### AIM
Output the line that contains "Indicate every instance of the front" and every line after it to the end of the entries, with nothing added or left out.

* BEGIN *

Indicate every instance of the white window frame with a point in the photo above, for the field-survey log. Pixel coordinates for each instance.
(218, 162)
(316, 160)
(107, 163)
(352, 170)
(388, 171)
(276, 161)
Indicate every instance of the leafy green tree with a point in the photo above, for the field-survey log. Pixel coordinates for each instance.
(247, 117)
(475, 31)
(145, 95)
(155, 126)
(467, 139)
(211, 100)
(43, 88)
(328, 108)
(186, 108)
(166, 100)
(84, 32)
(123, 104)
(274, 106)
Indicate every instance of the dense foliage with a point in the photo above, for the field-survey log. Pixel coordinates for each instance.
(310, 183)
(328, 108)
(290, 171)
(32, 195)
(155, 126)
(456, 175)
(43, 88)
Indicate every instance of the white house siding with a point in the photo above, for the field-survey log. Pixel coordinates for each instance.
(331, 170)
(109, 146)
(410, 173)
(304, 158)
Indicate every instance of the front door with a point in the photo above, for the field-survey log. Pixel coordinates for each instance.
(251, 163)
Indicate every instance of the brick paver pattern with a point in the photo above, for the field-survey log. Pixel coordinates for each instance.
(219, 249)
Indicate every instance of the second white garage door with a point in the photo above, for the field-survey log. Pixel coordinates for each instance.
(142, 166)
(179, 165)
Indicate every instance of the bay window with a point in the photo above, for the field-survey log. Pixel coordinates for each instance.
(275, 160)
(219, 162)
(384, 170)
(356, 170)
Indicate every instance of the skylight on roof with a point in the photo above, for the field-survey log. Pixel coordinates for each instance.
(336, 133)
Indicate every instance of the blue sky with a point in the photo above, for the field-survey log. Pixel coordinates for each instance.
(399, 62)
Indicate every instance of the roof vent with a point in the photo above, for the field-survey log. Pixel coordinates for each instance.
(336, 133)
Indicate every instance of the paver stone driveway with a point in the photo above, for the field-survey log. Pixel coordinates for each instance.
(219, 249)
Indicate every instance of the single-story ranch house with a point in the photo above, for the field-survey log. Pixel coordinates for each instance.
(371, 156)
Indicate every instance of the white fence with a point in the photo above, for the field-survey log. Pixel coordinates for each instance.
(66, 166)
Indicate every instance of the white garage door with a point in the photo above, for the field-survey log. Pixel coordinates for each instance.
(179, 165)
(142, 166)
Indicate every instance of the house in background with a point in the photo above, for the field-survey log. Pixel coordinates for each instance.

* END *

### TASK OUTPUT
Indicate every instance of the front door with a point in the photo above, for the field-survey log. Pixel coordinates for each instance.
(251, 163)
Indicate every instance of the brick paver pattern with a point in the photo above, for the field-survey log. Pixel coordinates for each instance.
(219, 249)
Indicate every instance of the second white garage door with a point in the photo above, for the field-survey log. Pixel coordinates for each instance.
(142, 166)
(179, 165)
Indicate every instance of the bay window with a point in the photo above, for the field-survey log. Pixel coordinates for each instance.
(275, 160)
(219, 162)
(384, 170)
(356, 170)
Indicate every instance of the skylight on roof with a point in the photo above, for the field-survey log. Pixel coordinates for each instance.
(336, 133)
Indicate every instance of the blue sky with a point in the photo above, for the field-survey log. Pixel coordinates for each instance.
(399, 62)
Indicate every instance of the roof vent with a point in the photo above, for the field-survey log. Pixel coordinates for each instance.
(336, 133)
Indicate every instance of the paver stone driveway with a point in the photo above, for the field-survey log. Pixel coordinates for each instance.
(219, 249)
Indicate every instance of the single-story ranch house with a point in the photo above, for the field-survey log. Pixel coordinates for each instance.
(371, 156)
Indicate every instance of the white fence with a point in the photo above, for the field-survey log. Pixel coordinates for each instance.
(66, 166)
Indicate every instance of the white garage door with a point in the photo above, for the field-survey log. Pixel coordinates for each instance.
(179, 165)
(142, 166)
Indicate every instance of the house in background with a point in the photo above, for the field-survey log. Pixel coordinates for each instance.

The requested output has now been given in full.